Exactly repeat the full listing that follows.

— start of Data to process —

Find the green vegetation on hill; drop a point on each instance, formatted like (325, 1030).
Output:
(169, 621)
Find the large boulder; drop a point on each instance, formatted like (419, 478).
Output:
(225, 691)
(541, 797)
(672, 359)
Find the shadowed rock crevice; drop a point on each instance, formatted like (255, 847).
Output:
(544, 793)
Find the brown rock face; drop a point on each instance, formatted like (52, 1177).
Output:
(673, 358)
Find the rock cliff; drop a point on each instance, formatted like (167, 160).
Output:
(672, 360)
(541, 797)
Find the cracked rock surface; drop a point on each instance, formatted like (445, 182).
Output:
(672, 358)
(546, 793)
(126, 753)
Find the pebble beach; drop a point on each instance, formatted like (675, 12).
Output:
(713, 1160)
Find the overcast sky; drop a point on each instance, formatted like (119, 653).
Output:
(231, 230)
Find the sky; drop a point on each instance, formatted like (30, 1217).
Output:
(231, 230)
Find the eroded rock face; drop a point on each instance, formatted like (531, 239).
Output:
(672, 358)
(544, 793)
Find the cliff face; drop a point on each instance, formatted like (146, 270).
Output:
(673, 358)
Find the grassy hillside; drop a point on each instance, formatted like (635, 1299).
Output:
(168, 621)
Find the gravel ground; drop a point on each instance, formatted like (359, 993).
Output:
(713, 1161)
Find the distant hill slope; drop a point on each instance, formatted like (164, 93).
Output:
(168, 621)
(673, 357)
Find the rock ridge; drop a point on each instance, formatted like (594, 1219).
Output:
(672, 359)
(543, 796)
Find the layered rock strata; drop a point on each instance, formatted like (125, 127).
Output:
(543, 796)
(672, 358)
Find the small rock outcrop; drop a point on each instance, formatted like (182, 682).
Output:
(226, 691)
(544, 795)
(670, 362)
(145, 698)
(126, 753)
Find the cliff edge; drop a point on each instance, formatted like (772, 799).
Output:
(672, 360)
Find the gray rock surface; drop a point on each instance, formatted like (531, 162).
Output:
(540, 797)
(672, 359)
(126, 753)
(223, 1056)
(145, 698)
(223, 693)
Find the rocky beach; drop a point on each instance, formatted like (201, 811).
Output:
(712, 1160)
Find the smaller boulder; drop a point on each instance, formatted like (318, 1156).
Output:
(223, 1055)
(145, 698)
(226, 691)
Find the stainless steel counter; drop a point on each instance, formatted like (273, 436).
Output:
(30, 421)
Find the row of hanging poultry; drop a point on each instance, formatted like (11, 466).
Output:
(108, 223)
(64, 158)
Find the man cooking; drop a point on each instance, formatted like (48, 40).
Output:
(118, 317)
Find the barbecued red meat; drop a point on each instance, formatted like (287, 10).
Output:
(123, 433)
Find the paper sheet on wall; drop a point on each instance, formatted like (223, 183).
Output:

— end of Data to process —

* The reply *
Find the green vegetation on hill; drop a point on each instance, formatted like (325, 1030).
Output:
(169, 621)
Find the large boulder; drop a point on each instance, formatted like (419, 478).
Output:
(225, 691)
(541, 797)
(672, 359)
Find the shadowed rock crevice; drop a point on each instance, formatted like (255, 847).
Output:
(544, 793)
Find the brown rock face; drop a point on each instance, formatted like (52, 1177).
Output:
(673, 358)
Find the rock cliff; drop a point on each instance, formatted like (167, 160).
Output:
(672, 360)
(541, 797)
Find the cracked rock surface; drop a point on each instance, formatted like (445, 182).
Output:
(672, 358)
(546, 793)
(126, 753)
Find the pebble beach; drop a point on each instance, formatted like (675, 12).
Output:
(713, 1160)
Find the overcast sky; drop a point on each instance, formatted like (119, 653).
Output:
(231, 230)
Find the sky; drop a point on each instance, formatted like (30, 1217).
Output:
(231, 230)
Find the eroded rock face; drop a point on each instance, formatted like (531, 239).
Output:
(672, 358)
(544, 793)
Find the cliff face; drop a point on each instance, formatted like (146, 270).
Output:
(673, 358)
Find the grassy hillside; drop a point on each instance, formatted like (635, 1299).
Output:
(168, 621)
Find the gravel ground; drop a point on each instance, formatted like (359, 993).
Output:
(713, 1161)
Find the distant hill slope; drop a point on each instance, formatted like (164, 93).
Output:
(168, 621)
(673, 357)
Find the rock ridge; drop a point on each instance, formatted like (594, 1219).
Output:
(672, 359)
(543, 796)
Find the layered rock strata; drop a point on each instance, formatted like (125, 127).
Output:
(543, 796)
(672, 358)
Find the small rock outcrop; drop a point on each instance, formatted like (182, 682).
Output:
(226, 691)
(544, 795)
(670, 362)
(145, 698)
(126, 753)
Find the cliff edge; drop a point on each instance, formatted like (772, 799).
Output:
(672, 360)
Find the gray rock surface; drop a point on each instance, formatted like (531, 162).
Output:
(540, 797)
(672, 359)
(126, 753)
(223, 1056)
(145, 698)
(223, 693)
Find the rocky beach; drop a point on each instance, formatted like (201, 811).
Output:
(712, 1160)
Find the smaller boulder; drop a point on each instance, formatted like (318, 1156).
Output:
(223, 1055)
(145, 698)
(226, 691)
Find the stainless steel counter; drop a point on each instance, formatted like (273, 436).
Output:
(30, 421)
Find the row of hanging poultry; drop a point on each instance, formatted like (11, 466).
Output:
(108, 223)
(64, 158)
Find the man cooking; drop a point on each instance, formatted like (48, 40).
Output:
(118, 317)
Find the barbecued red meat; drop a point on each instance, formatted like (287, 10).
Output:
(123, 433)
Find the paper sheet on wall; drop a point on each instance, formatted like (223, 183).
Output:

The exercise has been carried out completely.